━━━━━ WORKING DATA ━━━━━
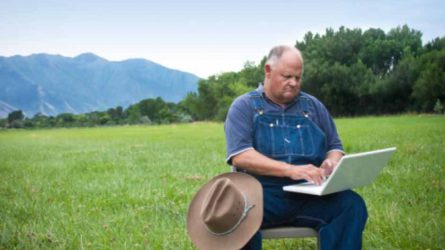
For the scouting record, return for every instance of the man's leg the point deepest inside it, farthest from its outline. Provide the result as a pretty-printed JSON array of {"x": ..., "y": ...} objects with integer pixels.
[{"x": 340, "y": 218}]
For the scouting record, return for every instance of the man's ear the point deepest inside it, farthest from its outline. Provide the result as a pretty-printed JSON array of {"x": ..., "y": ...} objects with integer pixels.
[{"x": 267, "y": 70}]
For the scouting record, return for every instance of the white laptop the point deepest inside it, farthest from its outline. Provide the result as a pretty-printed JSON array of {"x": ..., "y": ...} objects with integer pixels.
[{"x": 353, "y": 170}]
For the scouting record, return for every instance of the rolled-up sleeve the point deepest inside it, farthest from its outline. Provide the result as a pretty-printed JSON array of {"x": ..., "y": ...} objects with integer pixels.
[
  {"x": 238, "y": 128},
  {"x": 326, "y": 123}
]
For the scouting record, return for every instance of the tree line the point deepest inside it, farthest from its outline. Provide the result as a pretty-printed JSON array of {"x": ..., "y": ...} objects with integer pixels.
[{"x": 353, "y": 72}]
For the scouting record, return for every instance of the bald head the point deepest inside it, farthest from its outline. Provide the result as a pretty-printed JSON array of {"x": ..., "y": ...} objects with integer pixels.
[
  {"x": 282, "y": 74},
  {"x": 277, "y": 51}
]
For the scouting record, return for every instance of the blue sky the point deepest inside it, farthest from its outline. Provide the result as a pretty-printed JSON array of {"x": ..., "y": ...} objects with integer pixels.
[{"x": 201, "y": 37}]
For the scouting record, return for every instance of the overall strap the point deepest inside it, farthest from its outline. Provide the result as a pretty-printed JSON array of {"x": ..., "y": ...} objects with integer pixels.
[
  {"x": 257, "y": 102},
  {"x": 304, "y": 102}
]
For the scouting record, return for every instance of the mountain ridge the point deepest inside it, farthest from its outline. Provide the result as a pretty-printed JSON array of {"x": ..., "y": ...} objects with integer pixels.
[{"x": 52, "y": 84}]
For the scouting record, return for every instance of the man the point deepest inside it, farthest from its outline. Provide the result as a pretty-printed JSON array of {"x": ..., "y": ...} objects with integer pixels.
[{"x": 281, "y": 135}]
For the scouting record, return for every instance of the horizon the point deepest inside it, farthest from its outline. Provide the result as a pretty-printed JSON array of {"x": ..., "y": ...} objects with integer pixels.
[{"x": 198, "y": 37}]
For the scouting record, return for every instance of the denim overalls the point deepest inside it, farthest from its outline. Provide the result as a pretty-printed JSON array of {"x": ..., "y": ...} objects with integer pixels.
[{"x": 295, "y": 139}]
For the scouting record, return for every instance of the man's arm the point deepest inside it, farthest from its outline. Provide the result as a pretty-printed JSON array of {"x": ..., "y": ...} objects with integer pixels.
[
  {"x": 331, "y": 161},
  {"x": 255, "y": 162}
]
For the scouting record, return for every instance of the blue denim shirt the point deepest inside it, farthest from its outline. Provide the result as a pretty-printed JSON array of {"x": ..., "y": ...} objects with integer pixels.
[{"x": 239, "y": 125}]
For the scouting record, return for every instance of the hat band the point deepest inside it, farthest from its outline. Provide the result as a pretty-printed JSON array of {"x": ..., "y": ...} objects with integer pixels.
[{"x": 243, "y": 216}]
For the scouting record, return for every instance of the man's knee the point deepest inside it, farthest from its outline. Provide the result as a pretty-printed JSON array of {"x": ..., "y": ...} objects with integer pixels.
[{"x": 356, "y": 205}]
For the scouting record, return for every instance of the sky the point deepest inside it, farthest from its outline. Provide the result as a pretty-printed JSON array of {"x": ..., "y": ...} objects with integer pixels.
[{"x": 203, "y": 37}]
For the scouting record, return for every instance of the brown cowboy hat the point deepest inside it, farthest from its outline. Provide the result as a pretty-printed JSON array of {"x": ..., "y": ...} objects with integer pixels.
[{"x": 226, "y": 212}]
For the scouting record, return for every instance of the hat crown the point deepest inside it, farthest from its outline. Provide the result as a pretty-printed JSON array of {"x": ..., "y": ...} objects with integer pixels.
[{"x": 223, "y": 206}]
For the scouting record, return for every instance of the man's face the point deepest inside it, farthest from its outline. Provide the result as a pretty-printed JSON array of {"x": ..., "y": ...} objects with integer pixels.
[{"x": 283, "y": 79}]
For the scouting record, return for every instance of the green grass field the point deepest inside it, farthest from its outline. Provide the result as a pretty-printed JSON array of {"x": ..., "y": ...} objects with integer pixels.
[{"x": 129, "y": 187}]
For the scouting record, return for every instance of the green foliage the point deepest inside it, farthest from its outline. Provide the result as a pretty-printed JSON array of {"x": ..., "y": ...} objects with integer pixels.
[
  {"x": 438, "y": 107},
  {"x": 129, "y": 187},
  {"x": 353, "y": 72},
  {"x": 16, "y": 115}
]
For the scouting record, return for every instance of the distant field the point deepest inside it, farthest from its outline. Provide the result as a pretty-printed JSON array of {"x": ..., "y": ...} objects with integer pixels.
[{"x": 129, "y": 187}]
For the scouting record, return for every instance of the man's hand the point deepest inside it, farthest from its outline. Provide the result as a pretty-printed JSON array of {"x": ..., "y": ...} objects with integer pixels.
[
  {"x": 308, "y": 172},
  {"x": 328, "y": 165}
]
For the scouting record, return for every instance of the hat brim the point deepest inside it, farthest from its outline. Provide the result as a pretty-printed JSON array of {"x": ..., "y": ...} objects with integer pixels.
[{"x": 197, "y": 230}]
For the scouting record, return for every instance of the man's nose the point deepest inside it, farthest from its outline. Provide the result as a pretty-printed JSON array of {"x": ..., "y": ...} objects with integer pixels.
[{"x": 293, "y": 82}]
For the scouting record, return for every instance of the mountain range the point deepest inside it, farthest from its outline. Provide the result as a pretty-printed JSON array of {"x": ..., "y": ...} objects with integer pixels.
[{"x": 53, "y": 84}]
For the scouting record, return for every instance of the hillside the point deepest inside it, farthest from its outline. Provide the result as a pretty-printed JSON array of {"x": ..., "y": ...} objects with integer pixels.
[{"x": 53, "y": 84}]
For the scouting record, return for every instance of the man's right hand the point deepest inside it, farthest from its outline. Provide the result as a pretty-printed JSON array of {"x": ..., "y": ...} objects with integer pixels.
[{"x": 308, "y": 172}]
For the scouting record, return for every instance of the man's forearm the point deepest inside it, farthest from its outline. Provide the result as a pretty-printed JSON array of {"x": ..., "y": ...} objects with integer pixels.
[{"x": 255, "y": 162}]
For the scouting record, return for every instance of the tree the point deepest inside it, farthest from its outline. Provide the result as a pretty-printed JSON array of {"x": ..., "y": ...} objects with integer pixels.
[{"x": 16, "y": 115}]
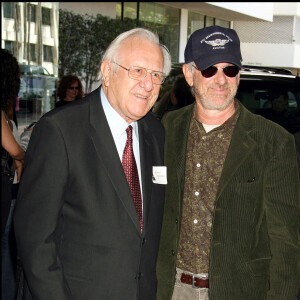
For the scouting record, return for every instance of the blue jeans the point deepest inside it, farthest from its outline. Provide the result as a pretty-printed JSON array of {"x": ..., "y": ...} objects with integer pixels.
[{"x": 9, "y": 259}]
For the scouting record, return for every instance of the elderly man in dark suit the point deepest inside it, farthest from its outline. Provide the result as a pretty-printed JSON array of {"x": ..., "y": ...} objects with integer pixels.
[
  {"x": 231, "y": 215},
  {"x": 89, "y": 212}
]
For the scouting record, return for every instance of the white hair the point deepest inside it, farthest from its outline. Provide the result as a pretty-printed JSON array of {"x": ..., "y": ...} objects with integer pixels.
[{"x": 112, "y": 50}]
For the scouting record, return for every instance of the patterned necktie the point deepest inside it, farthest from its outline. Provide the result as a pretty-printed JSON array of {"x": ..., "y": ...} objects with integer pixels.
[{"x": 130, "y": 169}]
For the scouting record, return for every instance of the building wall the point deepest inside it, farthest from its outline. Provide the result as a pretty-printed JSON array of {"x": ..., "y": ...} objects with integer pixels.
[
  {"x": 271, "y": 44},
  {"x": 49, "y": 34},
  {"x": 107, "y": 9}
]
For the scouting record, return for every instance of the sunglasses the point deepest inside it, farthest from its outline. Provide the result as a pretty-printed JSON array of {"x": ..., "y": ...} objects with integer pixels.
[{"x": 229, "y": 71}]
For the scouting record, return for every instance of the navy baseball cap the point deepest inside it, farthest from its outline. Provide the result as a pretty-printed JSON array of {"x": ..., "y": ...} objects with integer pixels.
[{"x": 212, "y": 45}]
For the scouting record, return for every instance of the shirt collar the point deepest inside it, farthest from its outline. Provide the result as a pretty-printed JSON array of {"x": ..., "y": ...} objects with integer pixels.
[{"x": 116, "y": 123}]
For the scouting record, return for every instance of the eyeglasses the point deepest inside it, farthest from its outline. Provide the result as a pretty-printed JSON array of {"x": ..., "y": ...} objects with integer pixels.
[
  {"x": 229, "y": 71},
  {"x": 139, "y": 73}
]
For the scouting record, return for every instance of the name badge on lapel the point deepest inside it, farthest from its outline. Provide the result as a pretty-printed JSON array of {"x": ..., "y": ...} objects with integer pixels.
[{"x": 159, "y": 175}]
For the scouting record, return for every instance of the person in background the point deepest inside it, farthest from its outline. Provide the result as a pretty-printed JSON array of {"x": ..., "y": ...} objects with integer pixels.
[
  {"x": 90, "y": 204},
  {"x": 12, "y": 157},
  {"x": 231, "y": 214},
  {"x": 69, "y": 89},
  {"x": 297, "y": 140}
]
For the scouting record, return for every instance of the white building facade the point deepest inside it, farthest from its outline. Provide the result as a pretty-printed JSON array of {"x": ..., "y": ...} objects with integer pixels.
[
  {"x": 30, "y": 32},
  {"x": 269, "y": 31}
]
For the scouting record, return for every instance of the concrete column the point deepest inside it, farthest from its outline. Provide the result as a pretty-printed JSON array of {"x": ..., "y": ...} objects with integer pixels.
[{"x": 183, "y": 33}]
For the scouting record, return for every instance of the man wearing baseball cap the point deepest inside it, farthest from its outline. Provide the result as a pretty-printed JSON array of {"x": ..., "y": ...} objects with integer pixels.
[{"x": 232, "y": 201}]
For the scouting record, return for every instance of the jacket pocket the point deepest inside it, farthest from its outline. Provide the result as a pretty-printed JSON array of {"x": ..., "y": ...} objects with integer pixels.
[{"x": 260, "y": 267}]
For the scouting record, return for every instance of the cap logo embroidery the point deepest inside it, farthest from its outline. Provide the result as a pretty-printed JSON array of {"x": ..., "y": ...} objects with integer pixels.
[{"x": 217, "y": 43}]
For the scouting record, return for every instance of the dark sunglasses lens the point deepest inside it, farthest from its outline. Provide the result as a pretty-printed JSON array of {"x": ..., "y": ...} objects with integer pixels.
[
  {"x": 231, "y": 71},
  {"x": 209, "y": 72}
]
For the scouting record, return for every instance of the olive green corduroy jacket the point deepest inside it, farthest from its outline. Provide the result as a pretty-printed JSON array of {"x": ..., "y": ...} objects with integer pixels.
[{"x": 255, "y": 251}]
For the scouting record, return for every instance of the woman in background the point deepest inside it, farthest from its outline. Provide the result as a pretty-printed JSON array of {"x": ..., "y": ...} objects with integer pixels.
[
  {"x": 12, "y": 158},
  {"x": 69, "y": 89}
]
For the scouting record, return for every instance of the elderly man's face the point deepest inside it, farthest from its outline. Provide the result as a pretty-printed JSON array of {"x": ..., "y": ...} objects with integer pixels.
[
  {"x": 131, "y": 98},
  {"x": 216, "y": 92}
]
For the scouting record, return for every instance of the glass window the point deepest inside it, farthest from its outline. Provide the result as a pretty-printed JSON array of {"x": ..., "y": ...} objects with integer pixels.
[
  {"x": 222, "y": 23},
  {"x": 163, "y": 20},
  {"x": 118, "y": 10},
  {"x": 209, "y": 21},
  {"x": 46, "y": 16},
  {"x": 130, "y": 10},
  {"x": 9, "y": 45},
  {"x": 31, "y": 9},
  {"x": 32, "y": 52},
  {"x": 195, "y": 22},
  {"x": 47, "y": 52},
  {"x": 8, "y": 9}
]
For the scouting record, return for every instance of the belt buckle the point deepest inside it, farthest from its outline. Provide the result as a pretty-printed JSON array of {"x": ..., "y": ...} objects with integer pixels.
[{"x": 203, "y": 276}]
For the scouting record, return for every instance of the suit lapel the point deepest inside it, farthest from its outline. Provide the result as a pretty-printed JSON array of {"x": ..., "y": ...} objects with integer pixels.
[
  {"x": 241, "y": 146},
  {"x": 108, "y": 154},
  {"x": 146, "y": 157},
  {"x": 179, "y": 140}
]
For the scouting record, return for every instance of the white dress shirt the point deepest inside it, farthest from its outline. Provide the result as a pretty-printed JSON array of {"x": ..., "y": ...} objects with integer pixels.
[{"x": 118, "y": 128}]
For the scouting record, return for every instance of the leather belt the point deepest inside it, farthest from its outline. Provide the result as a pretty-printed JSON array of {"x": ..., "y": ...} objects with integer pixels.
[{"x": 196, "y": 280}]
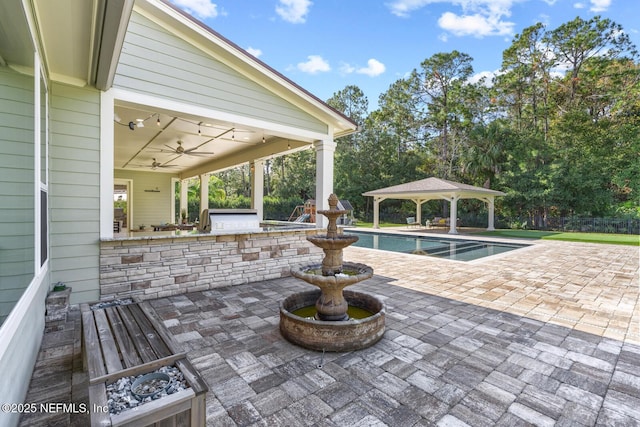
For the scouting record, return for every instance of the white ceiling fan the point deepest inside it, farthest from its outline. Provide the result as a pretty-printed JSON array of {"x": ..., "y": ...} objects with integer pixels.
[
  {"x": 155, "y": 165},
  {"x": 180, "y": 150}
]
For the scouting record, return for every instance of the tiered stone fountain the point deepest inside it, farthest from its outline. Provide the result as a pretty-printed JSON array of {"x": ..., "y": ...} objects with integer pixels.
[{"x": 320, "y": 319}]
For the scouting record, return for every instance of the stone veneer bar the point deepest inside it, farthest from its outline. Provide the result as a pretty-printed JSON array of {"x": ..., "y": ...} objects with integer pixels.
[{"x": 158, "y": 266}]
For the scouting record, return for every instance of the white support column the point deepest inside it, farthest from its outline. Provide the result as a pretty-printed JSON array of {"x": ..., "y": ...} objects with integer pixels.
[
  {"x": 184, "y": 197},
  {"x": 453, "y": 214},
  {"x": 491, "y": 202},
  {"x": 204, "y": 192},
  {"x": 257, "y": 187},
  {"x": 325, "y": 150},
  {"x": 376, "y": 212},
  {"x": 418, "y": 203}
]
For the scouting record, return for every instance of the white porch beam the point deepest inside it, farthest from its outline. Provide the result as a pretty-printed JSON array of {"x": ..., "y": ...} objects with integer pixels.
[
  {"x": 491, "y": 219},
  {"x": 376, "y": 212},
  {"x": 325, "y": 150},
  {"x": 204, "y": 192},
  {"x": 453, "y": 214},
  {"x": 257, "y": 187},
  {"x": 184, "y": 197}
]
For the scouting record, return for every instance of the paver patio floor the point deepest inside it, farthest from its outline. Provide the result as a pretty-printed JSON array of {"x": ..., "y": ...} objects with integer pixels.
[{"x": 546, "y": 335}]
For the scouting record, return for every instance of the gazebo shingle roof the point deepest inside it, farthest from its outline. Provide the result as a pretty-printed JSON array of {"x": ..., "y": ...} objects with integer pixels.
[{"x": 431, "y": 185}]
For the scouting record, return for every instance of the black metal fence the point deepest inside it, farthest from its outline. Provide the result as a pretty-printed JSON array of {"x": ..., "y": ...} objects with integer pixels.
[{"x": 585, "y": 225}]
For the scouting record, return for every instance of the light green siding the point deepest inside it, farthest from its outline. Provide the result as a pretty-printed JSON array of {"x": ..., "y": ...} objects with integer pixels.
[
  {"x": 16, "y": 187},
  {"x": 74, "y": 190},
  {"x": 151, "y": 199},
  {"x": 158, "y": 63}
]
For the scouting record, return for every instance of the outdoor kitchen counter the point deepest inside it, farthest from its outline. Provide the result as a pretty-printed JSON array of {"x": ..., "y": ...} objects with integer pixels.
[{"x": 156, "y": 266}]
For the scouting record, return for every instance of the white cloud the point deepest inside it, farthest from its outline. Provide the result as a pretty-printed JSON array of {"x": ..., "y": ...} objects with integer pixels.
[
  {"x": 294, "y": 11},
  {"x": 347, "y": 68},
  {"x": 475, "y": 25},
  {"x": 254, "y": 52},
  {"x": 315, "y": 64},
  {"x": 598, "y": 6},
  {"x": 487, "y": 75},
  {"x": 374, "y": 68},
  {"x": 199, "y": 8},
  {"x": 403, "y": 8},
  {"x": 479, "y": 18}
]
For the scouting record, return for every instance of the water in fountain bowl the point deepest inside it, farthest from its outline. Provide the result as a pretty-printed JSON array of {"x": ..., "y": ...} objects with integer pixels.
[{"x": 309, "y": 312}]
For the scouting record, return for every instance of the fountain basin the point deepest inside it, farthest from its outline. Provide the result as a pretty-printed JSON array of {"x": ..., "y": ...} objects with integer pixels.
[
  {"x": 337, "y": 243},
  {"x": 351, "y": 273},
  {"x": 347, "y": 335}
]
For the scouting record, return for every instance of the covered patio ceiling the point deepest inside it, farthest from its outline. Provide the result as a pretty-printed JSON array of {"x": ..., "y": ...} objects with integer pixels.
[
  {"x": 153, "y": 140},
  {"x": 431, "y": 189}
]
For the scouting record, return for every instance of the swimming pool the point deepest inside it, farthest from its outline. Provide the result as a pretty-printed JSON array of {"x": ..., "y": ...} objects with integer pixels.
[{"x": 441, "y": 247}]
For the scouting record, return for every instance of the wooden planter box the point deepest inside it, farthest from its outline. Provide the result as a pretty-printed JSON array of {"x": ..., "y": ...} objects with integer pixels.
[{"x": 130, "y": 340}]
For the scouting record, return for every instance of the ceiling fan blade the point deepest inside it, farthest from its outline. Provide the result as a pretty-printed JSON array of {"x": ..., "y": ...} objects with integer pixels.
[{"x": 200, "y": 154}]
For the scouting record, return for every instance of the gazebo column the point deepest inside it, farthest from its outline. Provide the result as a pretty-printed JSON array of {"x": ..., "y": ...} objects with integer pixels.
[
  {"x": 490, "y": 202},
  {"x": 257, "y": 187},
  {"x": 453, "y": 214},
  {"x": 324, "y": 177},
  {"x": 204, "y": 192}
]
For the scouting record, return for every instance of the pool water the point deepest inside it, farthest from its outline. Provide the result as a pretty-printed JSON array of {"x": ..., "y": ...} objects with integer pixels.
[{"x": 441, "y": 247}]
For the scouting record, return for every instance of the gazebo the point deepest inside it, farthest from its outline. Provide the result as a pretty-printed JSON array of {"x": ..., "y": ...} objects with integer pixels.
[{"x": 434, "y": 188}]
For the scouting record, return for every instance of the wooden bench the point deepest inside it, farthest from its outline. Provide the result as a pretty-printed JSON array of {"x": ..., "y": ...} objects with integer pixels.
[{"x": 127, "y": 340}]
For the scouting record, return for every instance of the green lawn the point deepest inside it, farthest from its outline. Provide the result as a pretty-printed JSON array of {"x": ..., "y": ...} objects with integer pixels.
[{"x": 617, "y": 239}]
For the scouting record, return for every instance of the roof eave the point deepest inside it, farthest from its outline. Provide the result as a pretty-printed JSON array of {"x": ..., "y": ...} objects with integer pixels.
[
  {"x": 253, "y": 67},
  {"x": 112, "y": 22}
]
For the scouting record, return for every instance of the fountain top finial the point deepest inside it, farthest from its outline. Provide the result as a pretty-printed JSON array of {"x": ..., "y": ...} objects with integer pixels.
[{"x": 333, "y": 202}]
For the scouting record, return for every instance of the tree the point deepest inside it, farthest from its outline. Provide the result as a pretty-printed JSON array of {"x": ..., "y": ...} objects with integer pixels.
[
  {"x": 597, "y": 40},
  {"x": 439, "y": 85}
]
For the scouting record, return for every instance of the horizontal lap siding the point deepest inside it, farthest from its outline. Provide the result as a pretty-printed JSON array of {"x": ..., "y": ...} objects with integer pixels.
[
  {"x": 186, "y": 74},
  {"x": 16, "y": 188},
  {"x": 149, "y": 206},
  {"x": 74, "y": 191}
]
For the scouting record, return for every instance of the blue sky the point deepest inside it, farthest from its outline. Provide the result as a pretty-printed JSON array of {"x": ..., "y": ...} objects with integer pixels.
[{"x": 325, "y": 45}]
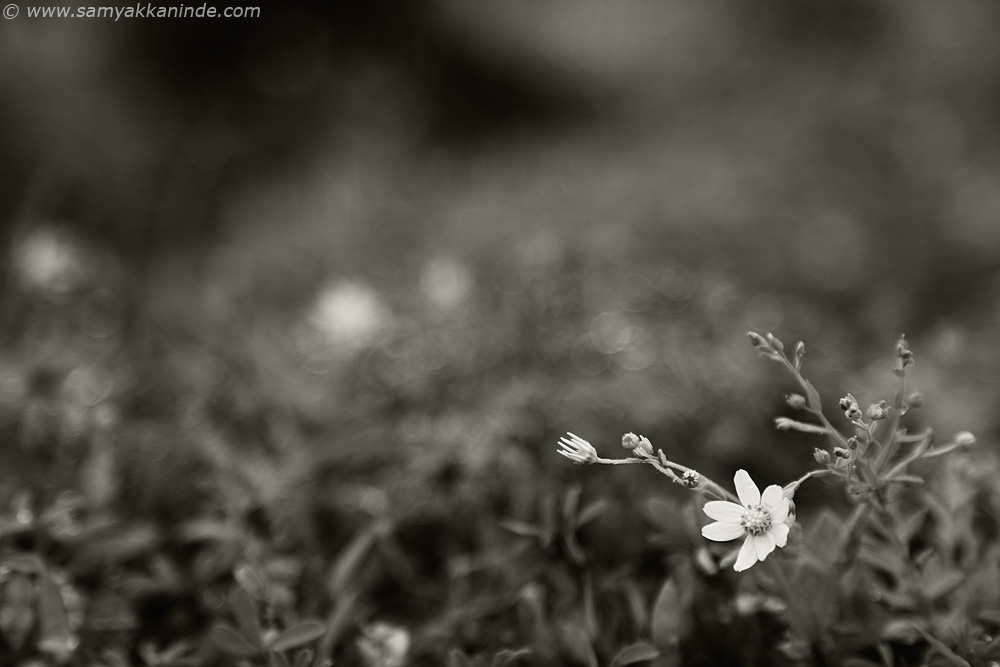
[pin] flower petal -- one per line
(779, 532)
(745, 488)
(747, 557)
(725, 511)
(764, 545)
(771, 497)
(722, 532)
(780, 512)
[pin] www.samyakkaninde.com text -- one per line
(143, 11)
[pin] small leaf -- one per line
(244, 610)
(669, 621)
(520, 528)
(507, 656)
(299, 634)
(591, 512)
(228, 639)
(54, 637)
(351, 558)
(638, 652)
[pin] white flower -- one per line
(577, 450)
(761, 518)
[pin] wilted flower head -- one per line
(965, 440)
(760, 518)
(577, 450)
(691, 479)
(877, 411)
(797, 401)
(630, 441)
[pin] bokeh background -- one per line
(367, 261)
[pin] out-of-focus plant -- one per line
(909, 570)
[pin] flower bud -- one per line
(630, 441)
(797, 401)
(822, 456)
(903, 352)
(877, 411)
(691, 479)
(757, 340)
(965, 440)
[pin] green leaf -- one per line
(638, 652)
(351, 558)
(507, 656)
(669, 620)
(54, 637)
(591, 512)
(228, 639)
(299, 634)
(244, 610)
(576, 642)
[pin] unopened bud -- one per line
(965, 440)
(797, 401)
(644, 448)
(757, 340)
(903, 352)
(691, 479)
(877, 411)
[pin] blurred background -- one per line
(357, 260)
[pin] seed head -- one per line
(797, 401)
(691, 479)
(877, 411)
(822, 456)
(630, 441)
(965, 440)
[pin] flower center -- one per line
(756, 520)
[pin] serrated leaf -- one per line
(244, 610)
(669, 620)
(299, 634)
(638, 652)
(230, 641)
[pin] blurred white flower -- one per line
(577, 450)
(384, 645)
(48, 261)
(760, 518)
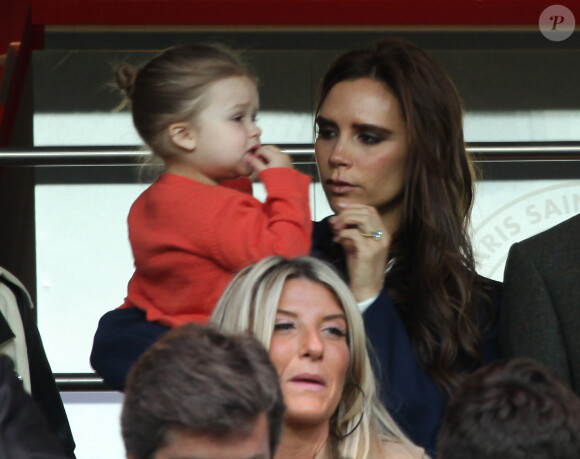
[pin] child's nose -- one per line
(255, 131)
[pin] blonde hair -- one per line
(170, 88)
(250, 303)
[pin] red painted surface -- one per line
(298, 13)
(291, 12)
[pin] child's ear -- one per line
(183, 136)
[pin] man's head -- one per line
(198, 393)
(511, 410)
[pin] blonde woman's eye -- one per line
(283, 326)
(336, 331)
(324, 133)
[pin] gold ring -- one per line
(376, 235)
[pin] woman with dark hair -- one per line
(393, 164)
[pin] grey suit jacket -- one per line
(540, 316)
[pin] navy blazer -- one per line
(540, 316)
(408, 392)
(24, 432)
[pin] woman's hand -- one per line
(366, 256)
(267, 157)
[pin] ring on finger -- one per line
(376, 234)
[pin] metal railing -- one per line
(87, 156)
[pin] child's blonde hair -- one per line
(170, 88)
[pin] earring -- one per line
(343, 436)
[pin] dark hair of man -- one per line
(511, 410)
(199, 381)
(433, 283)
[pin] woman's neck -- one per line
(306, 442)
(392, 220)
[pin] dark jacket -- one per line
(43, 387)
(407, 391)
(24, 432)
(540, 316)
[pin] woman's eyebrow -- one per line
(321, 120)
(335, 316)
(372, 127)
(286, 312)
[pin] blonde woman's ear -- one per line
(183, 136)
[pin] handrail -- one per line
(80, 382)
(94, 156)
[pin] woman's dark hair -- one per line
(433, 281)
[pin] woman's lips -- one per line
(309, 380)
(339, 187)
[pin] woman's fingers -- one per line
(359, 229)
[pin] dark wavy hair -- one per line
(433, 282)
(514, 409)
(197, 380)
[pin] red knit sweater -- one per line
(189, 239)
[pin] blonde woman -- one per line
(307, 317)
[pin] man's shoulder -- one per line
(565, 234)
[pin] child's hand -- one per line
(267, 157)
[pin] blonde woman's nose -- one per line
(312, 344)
━━━━━
- WHAT YOU SHOULD DO -
What is needed is an exact printout of every line from the one with "[pin] woman's fingers -- one per line" through the end of the data, including both, and nothing more.

- EXERCISE RESULT -
[pin] woman's fingers -- one per line
(359, 229)
[pin] dark wavy hair -- one per line
(433, 282)
(514, 409)
(197, 380)
[pin] red knit sweater -- one per line
(189, 239)
[pin] blonde woman -- one per line
(307, 317)
[pin] man's shoulder -- one per line
(565, 234)
[pin] child's hand -- one per line
(267, 157)
[pin] blonde woman's nose -- one per line
(312, 344)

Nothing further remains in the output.